GIVEN INFORMATION >>
┄┄┄┄┄┄┄┄┄┄┄┄┄┄┄┄┄┄┄┄

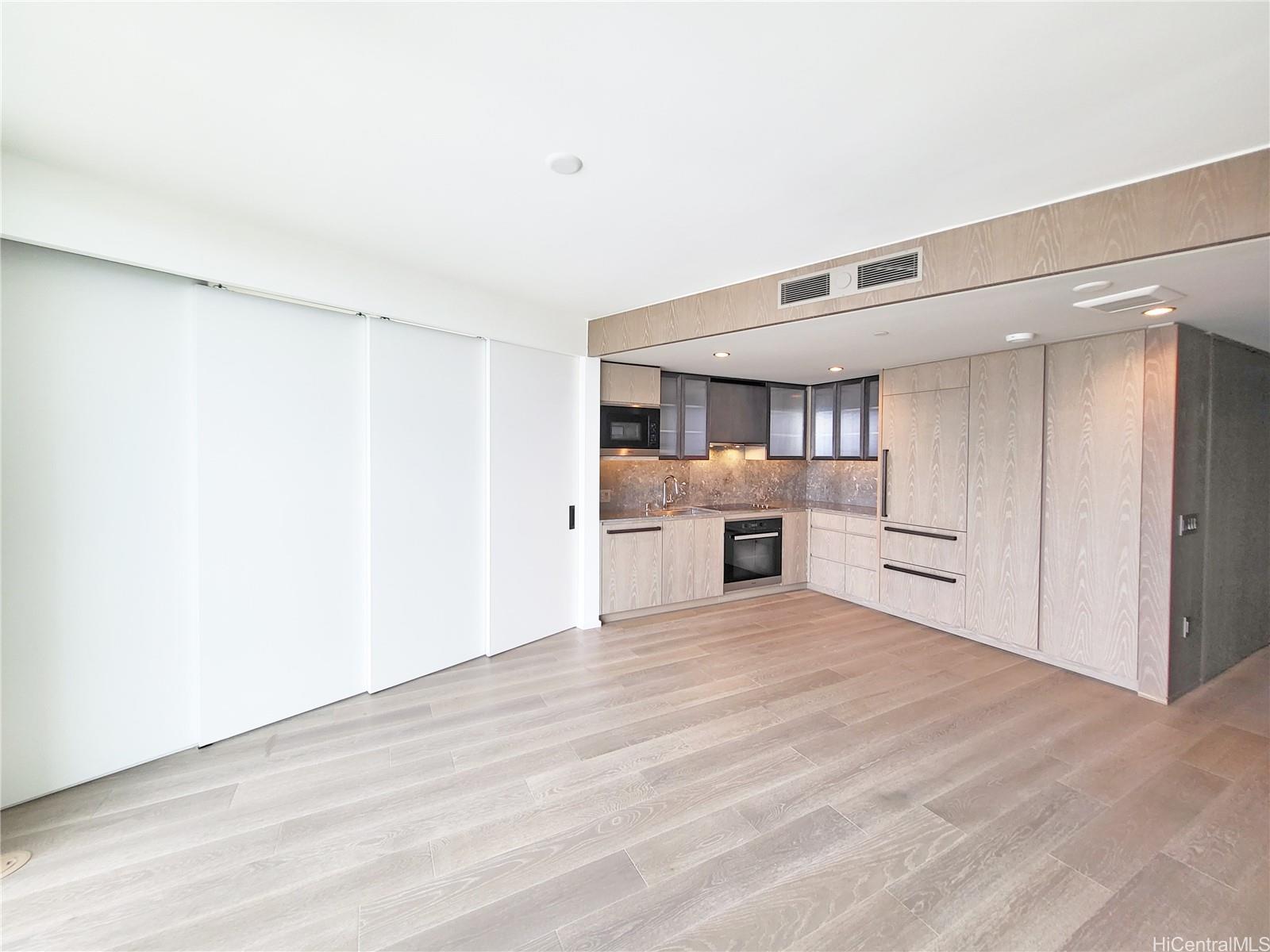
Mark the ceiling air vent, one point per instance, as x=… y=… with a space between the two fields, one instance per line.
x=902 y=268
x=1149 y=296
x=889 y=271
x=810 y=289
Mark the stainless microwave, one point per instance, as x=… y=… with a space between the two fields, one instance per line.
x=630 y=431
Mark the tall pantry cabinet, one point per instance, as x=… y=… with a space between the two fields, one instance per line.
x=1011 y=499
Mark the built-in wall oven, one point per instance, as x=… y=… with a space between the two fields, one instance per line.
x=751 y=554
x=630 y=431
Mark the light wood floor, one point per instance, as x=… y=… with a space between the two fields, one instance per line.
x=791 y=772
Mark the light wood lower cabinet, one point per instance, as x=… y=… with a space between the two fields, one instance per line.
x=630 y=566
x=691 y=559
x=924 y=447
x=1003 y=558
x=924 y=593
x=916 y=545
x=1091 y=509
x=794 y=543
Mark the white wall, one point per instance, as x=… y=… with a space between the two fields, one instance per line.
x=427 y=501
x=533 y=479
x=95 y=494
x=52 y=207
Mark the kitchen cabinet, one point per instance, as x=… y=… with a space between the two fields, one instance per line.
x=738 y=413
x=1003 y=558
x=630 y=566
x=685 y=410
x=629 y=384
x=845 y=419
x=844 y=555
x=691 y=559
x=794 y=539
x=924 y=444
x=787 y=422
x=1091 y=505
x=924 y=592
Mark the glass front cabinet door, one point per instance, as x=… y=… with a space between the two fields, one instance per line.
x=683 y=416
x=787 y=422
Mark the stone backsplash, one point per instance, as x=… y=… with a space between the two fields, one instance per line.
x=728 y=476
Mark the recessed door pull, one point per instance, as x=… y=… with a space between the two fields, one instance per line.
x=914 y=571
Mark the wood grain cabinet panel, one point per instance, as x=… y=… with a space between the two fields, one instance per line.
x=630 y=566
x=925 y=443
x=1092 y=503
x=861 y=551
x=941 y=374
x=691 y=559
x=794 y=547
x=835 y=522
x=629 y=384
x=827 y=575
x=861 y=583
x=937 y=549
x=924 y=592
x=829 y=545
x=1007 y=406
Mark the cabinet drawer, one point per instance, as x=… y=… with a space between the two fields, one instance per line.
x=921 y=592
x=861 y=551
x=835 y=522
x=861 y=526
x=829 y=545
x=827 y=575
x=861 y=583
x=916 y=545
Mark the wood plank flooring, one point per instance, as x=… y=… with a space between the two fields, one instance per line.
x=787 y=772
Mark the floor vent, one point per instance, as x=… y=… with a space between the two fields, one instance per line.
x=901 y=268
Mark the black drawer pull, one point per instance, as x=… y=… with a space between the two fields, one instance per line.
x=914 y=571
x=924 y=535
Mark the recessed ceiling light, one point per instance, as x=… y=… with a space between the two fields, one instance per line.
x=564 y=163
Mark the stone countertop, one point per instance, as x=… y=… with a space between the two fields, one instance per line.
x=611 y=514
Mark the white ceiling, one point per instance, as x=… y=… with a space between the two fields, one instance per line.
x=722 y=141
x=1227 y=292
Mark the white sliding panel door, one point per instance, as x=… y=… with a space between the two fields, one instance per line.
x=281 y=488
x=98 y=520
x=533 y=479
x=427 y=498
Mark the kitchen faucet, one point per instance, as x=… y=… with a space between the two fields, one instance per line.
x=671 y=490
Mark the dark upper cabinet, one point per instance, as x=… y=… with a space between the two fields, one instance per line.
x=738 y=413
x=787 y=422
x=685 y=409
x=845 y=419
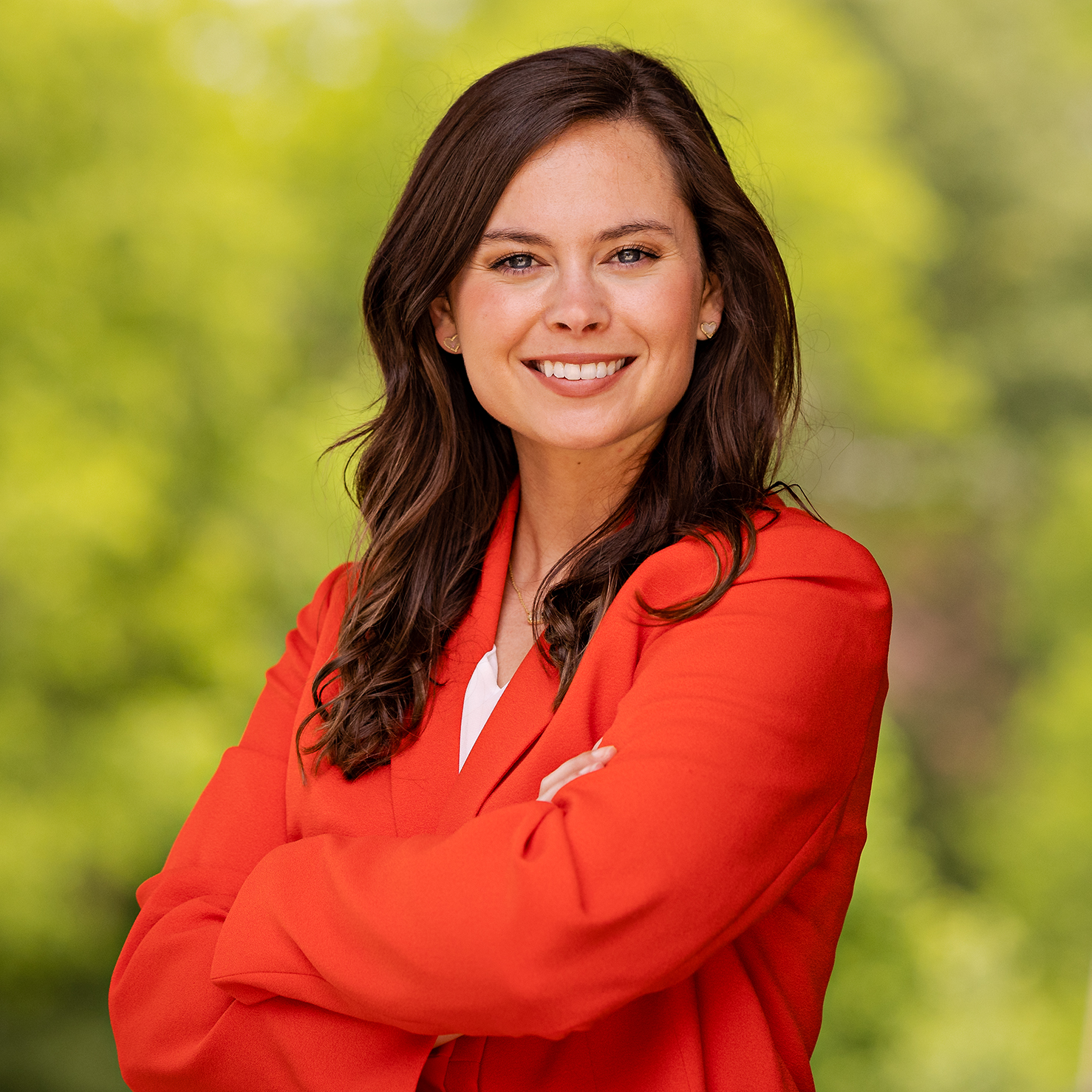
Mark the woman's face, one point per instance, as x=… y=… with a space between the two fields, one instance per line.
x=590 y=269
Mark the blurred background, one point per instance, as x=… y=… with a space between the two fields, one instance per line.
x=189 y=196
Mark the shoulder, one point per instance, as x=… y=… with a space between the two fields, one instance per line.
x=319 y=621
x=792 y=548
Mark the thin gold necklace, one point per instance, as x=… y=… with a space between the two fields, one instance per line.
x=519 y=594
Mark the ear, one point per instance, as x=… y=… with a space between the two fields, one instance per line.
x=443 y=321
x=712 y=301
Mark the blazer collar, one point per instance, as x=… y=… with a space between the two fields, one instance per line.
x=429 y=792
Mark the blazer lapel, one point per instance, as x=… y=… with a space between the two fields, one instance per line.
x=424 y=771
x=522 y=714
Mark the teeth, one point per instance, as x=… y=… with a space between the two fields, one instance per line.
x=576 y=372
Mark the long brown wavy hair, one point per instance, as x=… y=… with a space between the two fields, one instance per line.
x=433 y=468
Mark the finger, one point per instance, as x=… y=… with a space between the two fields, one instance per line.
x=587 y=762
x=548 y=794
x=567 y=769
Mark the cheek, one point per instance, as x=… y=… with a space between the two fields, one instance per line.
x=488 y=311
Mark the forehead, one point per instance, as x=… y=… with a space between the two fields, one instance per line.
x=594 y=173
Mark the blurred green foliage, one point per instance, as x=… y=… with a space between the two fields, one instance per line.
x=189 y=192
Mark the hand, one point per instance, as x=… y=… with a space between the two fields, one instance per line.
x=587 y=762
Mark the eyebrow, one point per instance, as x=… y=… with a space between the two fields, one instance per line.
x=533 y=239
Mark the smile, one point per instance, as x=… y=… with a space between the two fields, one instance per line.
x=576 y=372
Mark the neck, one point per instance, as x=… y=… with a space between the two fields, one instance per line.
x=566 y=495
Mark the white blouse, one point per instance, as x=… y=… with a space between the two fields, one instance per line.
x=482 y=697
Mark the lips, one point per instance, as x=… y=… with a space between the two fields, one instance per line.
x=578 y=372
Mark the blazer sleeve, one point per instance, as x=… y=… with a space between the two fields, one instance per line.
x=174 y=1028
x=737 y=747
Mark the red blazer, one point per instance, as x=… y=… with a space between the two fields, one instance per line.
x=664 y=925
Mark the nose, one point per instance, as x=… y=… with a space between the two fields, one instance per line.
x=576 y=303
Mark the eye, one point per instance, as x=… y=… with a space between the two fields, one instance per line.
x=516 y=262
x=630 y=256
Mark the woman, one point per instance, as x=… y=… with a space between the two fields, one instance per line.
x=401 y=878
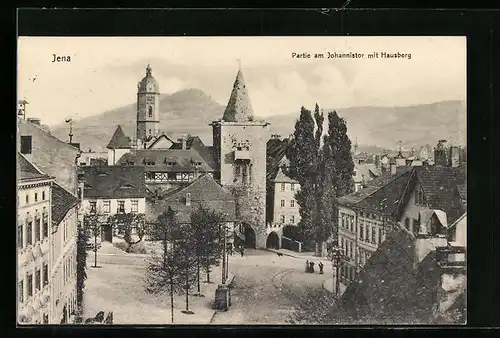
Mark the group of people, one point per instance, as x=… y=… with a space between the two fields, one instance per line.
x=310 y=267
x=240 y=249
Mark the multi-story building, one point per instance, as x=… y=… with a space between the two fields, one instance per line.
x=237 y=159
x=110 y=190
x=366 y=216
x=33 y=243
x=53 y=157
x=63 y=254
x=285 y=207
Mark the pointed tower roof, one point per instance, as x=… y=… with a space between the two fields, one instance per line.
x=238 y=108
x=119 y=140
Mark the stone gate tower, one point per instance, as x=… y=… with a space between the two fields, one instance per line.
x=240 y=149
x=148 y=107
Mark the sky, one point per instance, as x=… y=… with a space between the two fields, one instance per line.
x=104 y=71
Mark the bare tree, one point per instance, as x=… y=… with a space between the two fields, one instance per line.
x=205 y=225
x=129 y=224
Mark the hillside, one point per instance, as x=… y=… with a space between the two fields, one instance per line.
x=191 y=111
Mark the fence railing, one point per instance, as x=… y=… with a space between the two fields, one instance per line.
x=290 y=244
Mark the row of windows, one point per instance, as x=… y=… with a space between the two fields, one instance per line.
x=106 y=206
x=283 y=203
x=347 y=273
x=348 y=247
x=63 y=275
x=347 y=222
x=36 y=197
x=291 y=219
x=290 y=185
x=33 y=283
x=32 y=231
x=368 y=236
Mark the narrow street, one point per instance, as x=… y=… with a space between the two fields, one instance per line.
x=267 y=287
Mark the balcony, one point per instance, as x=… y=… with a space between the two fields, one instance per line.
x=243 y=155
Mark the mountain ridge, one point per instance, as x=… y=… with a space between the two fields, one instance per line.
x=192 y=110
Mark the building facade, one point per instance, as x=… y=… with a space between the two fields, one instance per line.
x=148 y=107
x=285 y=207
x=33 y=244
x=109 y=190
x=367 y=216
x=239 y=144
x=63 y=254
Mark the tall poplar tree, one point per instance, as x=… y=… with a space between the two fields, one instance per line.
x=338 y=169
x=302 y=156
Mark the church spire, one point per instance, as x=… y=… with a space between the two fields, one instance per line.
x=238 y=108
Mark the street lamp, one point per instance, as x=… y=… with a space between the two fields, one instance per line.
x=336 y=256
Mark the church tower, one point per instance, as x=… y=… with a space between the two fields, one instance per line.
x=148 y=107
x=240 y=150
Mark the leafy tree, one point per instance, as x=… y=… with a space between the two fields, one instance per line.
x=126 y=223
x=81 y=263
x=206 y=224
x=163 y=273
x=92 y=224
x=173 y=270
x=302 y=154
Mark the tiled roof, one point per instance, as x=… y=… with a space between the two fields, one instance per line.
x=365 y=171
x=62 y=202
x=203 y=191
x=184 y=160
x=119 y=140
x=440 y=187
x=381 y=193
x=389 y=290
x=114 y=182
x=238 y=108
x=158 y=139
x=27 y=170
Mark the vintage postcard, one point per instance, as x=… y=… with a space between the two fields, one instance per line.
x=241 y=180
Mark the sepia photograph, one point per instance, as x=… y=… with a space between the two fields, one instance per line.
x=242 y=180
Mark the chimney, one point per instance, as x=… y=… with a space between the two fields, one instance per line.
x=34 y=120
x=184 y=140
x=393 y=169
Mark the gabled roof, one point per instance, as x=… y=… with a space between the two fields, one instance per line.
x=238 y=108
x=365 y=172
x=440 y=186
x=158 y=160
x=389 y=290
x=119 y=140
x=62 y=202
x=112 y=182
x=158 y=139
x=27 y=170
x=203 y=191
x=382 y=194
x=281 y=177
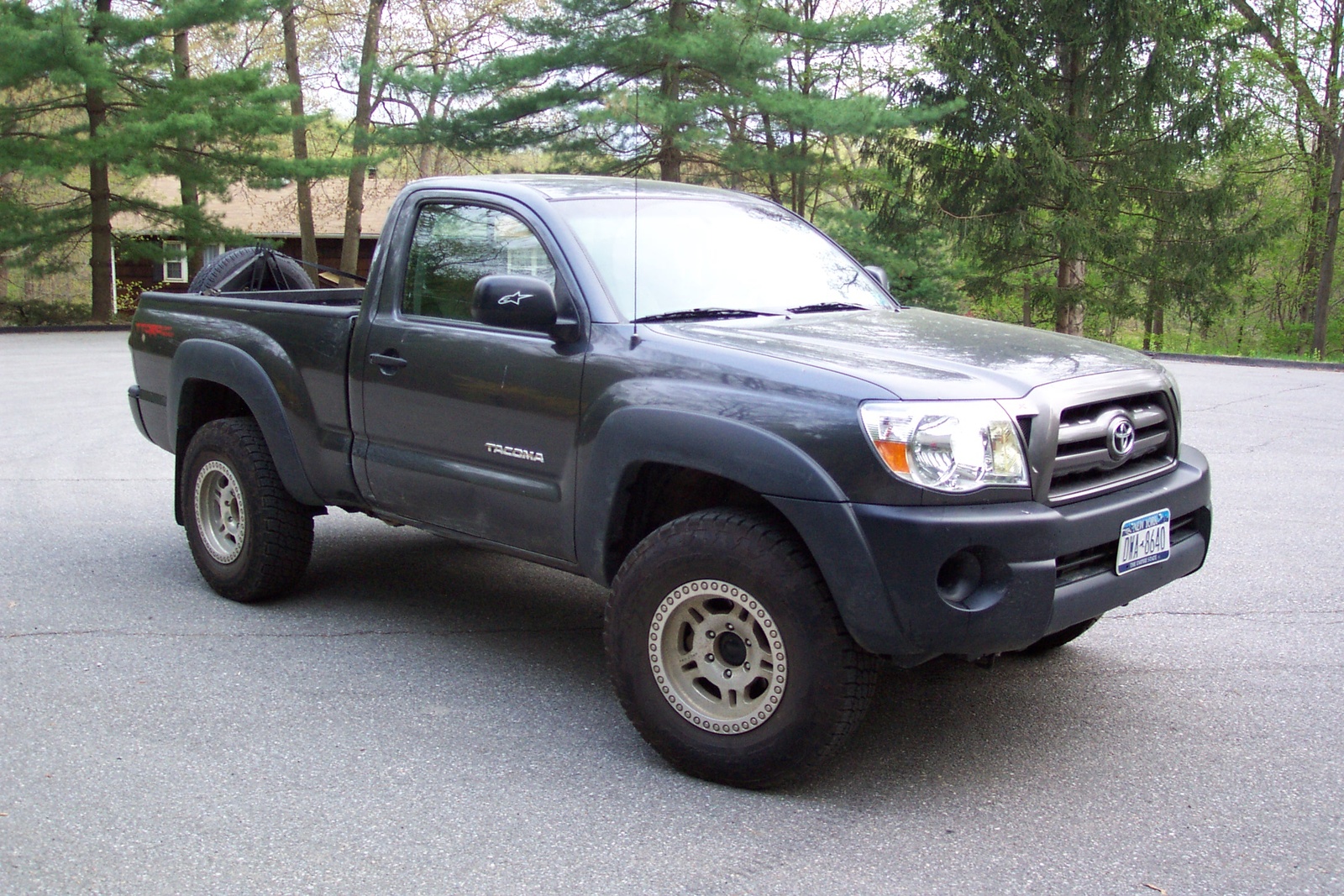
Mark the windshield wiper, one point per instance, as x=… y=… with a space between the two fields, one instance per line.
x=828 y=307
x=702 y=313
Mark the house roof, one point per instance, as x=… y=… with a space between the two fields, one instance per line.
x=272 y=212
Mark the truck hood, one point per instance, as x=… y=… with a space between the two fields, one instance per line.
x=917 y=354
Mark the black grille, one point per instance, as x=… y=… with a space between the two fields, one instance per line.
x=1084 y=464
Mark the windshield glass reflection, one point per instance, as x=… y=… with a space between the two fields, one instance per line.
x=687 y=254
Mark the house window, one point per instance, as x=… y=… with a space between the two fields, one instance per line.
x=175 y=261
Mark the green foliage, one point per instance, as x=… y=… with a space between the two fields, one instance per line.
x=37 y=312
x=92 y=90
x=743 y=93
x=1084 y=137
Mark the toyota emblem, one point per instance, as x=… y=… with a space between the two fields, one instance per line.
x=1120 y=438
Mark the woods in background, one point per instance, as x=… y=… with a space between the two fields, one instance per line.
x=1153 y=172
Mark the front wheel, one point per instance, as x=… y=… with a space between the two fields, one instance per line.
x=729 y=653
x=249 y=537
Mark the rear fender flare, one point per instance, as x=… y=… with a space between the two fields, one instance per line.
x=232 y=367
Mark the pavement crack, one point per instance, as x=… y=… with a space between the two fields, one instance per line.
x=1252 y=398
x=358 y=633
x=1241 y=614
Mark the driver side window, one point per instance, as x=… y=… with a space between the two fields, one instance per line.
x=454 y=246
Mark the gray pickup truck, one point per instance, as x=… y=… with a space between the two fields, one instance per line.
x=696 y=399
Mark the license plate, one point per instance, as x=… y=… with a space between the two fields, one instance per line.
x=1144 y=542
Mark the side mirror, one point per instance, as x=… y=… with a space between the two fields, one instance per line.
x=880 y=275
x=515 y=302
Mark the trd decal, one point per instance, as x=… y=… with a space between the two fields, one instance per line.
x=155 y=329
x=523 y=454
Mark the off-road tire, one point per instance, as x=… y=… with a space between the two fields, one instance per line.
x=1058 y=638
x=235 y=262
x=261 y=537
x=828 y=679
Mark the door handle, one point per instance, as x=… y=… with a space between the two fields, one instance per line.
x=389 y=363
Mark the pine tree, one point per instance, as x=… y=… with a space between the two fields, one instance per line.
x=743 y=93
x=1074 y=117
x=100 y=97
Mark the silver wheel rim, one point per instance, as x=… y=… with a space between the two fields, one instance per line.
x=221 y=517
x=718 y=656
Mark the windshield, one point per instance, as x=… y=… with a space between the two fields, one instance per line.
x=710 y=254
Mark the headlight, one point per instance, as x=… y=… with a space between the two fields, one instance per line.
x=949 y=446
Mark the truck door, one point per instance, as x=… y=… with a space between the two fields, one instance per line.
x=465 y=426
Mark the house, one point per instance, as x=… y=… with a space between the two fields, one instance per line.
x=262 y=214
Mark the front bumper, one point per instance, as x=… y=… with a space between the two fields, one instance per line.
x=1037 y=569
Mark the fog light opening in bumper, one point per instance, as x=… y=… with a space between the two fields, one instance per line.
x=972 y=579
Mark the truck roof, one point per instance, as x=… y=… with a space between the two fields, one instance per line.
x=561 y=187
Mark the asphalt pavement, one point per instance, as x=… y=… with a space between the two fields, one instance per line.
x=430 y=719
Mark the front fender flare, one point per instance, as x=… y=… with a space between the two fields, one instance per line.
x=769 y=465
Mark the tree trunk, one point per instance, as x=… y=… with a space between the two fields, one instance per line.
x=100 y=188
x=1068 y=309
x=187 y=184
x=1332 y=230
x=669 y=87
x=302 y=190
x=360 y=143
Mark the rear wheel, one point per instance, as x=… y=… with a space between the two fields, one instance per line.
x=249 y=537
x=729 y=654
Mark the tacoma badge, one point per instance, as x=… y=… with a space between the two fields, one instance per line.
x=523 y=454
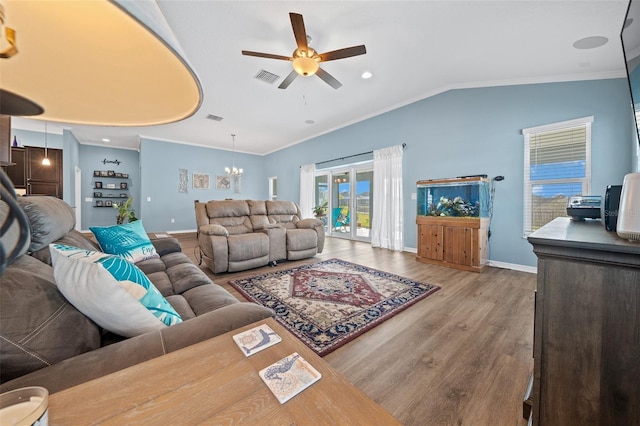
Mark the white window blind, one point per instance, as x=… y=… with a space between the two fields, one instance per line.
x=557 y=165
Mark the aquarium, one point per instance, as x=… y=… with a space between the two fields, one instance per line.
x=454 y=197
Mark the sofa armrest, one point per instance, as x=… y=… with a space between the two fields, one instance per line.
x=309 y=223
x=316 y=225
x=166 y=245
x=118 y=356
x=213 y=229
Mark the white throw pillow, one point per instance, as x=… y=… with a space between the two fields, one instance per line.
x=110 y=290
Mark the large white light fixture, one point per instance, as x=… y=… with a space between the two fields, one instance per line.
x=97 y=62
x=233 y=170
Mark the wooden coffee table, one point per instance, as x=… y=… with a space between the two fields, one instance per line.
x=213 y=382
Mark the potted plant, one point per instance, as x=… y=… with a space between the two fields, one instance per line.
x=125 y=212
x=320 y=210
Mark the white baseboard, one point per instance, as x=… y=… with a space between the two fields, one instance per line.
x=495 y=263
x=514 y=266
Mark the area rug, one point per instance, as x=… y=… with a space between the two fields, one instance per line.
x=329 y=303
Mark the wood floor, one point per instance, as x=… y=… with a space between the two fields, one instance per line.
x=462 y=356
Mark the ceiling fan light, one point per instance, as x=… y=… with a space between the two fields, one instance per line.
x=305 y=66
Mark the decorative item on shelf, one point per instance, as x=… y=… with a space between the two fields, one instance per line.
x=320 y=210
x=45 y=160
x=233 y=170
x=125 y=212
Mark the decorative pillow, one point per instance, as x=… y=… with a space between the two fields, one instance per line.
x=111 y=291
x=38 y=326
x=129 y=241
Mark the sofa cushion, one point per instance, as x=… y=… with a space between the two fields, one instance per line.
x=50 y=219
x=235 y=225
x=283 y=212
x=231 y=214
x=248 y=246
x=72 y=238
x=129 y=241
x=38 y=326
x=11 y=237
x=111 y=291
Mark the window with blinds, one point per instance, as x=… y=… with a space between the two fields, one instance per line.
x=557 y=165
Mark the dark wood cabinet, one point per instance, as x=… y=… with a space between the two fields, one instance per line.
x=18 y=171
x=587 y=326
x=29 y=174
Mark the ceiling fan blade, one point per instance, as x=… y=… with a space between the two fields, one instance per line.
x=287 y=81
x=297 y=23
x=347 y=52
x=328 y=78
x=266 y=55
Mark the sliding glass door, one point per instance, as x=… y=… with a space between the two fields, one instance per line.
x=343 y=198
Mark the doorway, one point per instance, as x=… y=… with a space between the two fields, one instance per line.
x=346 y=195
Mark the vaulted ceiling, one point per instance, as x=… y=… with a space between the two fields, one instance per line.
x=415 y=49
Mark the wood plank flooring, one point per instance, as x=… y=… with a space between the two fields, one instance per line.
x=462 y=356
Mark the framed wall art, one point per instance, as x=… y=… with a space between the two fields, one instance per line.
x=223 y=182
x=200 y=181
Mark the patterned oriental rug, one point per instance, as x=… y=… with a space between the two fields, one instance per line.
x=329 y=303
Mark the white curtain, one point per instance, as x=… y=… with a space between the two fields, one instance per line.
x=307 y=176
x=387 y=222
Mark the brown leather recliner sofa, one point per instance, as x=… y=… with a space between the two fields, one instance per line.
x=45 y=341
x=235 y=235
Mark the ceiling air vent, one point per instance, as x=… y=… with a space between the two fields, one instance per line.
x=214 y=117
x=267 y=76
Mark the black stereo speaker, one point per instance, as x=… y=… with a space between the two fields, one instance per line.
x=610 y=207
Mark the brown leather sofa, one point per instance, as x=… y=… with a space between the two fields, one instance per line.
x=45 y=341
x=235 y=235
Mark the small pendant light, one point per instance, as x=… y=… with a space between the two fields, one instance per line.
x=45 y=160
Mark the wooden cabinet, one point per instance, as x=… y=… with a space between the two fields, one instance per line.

┄┄┄┄┄┄┄┄┄┄┄┄┄┄┄┄┄┄┄┄

AIM OF THE EXERCISE >> Output everything in the data above from the line containing "Mark the red" down to the line containing "x=630 y=256", both included, copied exactly and with nothing else.

THE REPLY >>
Mark the red blazer, one point per instance, as x=… y=… with a space between the two fields, one instance per line.
x=664 y=925
Mark the nose, one point per instance, as x=… y=… with a space between the two fields, one instance per line.
x=576 y=303
Mark the eye, one point per instance, as x=… y=… with a space between the two fields, one instance per line.
x=516 y=262
x=630 y=256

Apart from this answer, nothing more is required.